> _Task directions_
Your task is to copy the data exactly while leaving out every picture.
**** Exercise data ****
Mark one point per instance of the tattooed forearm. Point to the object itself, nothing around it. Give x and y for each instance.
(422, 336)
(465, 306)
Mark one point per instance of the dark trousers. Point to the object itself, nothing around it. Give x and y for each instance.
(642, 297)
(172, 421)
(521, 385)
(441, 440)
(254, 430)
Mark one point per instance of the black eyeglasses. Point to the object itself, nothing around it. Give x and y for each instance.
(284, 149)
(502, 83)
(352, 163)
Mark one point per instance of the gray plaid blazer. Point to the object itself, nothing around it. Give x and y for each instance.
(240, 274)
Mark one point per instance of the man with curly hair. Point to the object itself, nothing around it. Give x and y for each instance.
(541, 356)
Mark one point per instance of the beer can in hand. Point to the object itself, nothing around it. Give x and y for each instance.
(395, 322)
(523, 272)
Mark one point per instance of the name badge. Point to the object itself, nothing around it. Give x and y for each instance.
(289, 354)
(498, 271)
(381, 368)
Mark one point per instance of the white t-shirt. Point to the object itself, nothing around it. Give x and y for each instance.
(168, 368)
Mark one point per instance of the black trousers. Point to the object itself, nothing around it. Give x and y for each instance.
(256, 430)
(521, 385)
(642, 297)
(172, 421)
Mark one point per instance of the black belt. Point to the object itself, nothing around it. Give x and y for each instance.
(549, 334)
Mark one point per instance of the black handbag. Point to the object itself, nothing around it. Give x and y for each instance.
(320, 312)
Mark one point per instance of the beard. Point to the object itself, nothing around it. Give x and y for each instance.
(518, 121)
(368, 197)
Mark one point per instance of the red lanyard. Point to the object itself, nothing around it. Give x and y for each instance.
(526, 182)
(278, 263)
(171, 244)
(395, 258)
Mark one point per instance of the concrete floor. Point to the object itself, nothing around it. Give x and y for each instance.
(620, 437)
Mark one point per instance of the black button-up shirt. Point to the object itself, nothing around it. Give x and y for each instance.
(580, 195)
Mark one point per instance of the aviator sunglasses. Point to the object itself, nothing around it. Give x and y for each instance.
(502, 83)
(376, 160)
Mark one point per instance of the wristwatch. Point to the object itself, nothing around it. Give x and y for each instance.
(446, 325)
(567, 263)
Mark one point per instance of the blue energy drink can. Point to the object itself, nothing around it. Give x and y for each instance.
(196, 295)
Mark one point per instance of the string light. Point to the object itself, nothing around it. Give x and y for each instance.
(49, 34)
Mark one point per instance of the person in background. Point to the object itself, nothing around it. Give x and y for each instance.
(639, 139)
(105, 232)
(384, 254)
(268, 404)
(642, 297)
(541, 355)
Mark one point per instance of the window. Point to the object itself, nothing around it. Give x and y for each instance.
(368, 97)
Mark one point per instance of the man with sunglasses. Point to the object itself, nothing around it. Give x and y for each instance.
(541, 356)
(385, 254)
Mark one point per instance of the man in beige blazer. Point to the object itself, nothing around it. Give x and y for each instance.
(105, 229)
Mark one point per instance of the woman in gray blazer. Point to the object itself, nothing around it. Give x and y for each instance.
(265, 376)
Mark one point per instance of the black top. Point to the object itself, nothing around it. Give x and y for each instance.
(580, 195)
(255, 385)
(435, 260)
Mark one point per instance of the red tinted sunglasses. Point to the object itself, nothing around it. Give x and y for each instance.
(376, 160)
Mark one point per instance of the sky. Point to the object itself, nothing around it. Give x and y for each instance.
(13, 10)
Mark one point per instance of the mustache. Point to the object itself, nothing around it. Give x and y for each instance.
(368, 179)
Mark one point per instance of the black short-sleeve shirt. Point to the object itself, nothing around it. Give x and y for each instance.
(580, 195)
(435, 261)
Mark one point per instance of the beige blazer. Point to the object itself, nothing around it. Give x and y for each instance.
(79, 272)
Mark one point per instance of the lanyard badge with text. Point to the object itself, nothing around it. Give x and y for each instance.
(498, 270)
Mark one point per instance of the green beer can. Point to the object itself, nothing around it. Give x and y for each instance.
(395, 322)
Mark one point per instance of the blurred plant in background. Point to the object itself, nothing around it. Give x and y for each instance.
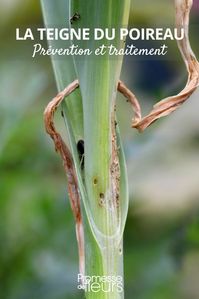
****
> _Your response_
Mark one point per instance of the tattooed forearm. Point to the object itself, nothing around it. Give x and y for each instance.
(422, 336)
(465, 306)
Mark one point per instance of the dark trousers. Point to the object itself, nothing around it. Give x and y for each instance.
(642, 297)
(172, 421)
(521, 385)
(441, 440)
(254, 430)
Mark one point per instance of the black eyeglasses. Point to the object itself, nothing around it. Give x and y for each instance.
(284, 149)
(502, 83)
(352, 163)
Mark one point per instance of the gray plaid blazer. Point to the object itself, nothing around it. Give x and y for each instance.
(240, 274)
Mark one point per instance of the man with curly hair. Point to the object itself, nothing around it. Give x and y for each instance.
(541, 356)
Mark one point per instance of the beer can in hand. Point to the object itself, nothing around it. Give x and y for each instance.
(395, 322)
(523, 272)
Mark one point per instance of the name badge. Point to the object itself, nothing around it. Give x and y for each instance.
(289, 354)
(498, 271)
(381, 368)
Mark one point per instance of the white t-shirt. Point to the object itself, nothing around it. Give x and y for each instance.
(168, 368)
Mark one point per instance of the black trousers. Point to the object itself, nothing around it. Give x and y for each instance.
(256, 430)
(521, 385)
(642, 297)
(172, 421)
Mark one point per instance of the black belt. Point to the object itself, nothing around it. Give x and y for each instance.
(549, 334)
Mark one point per instance of the black handbag. Point to the object itself, nothing around it. Give x and y for each instance.
(320, 312)
Mark one point per instance of the beard. Point to the object itself, nothing around it. Give x and y for each instance.
(518, 121)
(368, 197)
Mark one point per instance of the red lanyard. Point to the object itself, nothing around it. Give x and y for each instance.
(526, 182)
(278, 263)
(171, 244)
(395, 258)
Mark one point per instance of the concrete floor. Point to the object itself, nothing around it. Give x and y for each instance.
(620, 437)
Mark one point per instance of the black button-up shirt. Point to the object itself, nothing around it. Give x and y for each instance.
(580, 195)
Mark one point per instance of the aviator sunglasses. Point to the object itself, nothing around it. Give x and y for each instance.
(502, 83)
(376, 160)
Mark one point per instance of the wristwatch. Point to the object itself, nothing around it. Give x and y for each instance.
(446, 325)
(567, 263)
Mark one point per instance of the blue energy drink can. Point to the object itself, nothing around it. Give x and y for each instance.
(196, 295)
Mark one point per instance of the string light. Point to the object itself, nothing around it. Give x and y for each instance.
(49, 34)
Mark one point per instance of the person in background. Point to the object itself, nothing around it. Give x and y for each instance.
(639, 139)
(105, 232)
(384, 254)
(268, 404)
(642, 297)
(541, 355)
Mark one point per instance of the window. Point to the object itself, nothing around it. Give x and y for each instance.
(368, 97)
Mark one point per instance of the man with sunglasses. Point to the object itself, nothing around it. Give x and y for each instance.
(541, 356)
(385, 254)
Mark one point per instance of the man in beige blazer. Point to the object itself, nothing around it. Give x and y for each instance.
(105, 229)
Mark one point per instance of the woman in gray blazer. Point to the object itself, nothing around it. Give x and y for each instance.
(265, 376)
Mark one point per instance of the black top. Point to the object itself, nothing around it. Give x and y for each instance.
(580, 195)
(255, 385)
(435, 260)
Mark one point per instance of the red tinted sunglasses. Point to the object itself, nothing around it. Give x and y for each instance.
(376, 160)
Mark one point per instance of the sky. Point to the object itself, nothing around it. Give x and y for each instance.
(13, 10)
Mark one point per instance of the mustache. Point to the object itself, nothing around it. Give x and y for each instance.
(368, 179)
Mark one point per instance of the black short-sleeve shirt. Point to the object itself, nothing around it. Give x and y for each instance.
(580, 195)
(435, 261)
Mark one point per instance of the beige blazer. Point to the object itself, nothing around it. Give x and y for each instance.
(79, 272)
Mark one point per instance of the lanyard badge with text. Point to the object itself, nothing around it. Give x and y for each instance.
(498, 270)
Mark one point per instance of the green beer can. Point to the object itself, nothing around it. Give x and y for each instance.
(395, 322)
Mark one point per instance of the blurred plant in background. Point to the object itself, nothing around it. Give x and y for each instance.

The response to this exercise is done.